::: Selected excerpt :::

Hey All,
So my ranula turned into a plunging ranula (I think) but the GP has referred me for an expedited cancer check as the gland beneath is swollen too and he wants to make sure it's not cancer. I'm telling myself it's a plunging ranula for now as there is a tail and the gland hurts so all the symptoms match a plunging ranula and I've read lymphoma doesn't cause glandular pain usually. So I'm not feeling miserable or scared about the cancer check as I genuinely don't think I have it and it's just my GP being thorough. I'll know for sure in two weeks I guess - the GP said I should be seen in two weeks.
I am however feeling low that if it's a plunging ranula, which I think it is, I'm likely going to need surgery to remove the gland - it's an easy operation. Only one night in hospital and bed rest for a week. I'm not really upset or scared about that either although I've never gone under general and that is a little anxiety inducing.
Oddly what has mostly left me sad is that it's the first salivary gland I've lost. I know with sjogren's this happens increasingly so it's just a bit of a sad marker. I'd kind of hoped this stuff wouldn't happen until I hit my 50s, not in my mid to late 30s. It's a reminder that I'm sick when most days I try to forget I am. So I'm a bit melancholy.

::: Provided information :::

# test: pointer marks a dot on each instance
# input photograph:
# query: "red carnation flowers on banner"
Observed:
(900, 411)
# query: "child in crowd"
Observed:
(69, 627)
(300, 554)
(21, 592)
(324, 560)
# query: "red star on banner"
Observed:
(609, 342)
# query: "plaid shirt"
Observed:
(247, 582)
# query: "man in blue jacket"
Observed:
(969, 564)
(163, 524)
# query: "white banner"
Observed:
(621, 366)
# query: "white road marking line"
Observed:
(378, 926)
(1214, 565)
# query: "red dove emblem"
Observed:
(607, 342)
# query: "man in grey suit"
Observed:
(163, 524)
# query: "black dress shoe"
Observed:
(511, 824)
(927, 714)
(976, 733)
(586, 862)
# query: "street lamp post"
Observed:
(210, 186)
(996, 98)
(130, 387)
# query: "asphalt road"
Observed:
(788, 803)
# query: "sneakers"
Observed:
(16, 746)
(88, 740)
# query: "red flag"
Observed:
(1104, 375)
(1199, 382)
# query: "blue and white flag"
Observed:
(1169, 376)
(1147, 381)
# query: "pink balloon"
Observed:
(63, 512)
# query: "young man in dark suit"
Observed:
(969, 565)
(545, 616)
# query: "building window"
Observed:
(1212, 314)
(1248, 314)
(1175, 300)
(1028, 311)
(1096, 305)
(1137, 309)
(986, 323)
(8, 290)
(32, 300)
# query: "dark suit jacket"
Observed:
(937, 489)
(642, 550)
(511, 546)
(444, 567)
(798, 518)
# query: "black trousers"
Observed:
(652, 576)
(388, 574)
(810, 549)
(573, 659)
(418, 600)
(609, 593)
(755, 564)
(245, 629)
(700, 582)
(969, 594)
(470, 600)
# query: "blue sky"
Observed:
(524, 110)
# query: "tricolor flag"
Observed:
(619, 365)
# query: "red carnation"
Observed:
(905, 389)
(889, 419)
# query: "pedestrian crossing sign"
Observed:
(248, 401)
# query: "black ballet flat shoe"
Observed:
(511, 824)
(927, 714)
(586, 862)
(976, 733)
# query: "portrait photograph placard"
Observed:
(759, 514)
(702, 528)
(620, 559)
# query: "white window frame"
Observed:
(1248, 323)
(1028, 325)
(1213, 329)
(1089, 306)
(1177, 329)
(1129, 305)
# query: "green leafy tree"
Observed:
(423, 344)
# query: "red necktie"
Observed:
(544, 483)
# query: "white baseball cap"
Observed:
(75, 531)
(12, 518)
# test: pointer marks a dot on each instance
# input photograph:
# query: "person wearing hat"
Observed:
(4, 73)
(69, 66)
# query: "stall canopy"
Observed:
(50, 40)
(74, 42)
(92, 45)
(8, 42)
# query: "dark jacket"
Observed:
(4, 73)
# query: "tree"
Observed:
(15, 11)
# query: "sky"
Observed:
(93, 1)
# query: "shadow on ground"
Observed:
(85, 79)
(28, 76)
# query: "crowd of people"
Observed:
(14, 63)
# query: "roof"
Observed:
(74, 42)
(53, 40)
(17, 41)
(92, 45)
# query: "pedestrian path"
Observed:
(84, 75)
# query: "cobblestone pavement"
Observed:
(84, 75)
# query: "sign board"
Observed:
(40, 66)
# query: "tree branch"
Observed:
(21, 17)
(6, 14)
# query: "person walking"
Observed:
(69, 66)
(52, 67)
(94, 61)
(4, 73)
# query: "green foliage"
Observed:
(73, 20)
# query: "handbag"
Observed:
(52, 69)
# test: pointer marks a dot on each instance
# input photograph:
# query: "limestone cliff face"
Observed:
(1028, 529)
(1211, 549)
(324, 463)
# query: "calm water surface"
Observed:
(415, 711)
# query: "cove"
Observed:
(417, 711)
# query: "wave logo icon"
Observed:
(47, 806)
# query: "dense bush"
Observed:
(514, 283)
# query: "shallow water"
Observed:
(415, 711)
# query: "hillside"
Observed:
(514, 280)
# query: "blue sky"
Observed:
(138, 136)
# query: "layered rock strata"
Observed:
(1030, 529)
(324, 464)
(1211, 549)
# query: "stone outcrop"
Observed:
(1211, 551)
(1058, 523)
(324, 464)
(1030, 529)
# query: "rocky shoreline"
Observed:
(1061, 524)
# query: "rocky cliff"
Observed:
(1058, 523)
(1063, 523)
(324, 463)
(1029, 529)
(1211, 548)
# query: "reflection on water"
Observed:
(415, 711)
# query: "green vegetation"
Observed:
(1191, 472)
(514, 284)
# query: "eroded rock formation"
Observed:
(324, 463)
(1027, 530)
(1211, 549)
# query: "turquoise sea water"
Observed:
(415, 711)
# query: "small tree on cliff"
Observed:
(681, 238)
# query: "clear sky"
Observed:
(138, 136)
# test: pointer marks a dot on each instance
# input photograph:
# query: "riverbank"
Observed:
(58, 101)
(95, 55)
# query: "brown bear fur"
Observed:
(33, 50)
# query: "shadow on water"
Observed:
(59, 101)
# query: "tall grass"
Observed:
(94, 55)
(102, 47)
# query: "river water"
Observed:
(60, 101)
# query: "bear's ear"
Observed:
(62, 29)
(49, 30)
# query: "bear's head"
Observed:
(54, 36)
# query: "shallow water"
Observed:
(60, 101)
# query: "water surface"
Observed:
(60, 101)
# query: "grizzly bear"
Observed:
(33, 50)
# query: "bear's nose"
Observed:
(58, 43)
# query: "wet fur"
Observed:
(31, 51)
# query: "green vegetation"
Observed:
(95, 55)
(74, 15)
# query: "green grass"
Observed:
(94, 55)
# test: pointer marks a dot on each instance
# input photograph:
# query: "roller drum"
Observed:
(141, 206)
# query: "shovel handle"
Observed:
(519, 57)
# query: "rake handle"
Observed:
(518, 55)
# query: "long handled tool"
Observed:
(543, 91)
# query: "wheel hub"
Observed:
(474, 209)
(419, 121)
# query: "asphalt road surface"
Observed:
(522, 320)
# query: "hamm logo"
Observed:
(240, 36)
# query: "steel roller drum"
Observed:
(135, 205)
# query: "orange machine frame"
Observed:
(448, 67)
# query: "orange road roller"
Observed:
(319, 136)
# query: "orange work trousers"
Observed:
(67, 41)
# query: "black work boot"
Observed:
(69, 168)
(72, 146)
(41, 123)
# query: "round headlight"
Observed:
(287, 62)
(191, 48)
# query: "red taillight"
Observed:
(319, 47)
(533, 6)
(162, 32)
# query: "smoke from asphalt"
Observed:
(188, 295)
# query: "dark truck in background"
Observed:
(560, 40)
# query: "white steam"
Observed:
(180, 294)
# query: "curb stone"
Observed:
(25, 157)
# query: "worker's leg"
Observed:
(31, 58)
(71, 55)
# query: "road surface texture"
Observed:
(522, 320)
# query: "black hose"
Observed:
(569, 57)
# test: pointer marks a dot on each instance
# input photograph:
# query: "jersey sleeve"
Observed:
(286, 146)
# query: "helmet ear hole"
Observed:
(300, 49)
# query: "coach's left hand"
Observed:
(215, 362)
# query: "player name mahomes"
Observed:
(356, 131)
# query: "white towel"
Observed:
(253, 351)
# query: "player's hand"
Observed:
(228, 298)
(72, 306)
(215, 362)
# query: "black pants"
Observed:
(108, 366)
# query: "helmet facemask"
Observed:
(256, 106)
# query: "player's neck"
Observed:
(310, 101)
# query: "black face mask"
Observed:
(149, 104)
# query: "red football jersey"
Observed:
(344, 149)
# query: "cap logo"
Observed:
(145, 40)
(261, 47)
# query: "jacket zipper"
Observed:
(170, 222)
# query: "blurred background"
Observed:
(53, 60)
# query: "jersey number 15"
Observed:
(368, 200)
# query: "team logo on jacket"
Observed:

:::

*Problem 1*. In the post about the ranula, how long would bed rest last after the operation to remove the gland?
*Problem 2*. Write the next part of the post about the ranula and Sjogren's, picking up after its last sentence.

*Task result 1*. One week.

*Task result 2*.
Anyway the reason I'm writing is I'm wondering who you guys talk to. I find when I have bad news like this that I would just like to be hugged and tell someone. But the urge not to burden others or make them sad or worried is strong too. I'm mostly the comforter of my friends, so I know all their difficulties and I don't want to add to them. So I end up holding it all in and then posting on here instead. I literally spent all day today scrolling my friends on my phone but couldn't think who to tell who wouldn't worry or feel sad once I told them. So I didn't call any of them.
I just wondered what other people do. Do you tell your loved ones about this stuff? Your friends? Who do you grumble to when your body is letting you down and you're feeling a bit low?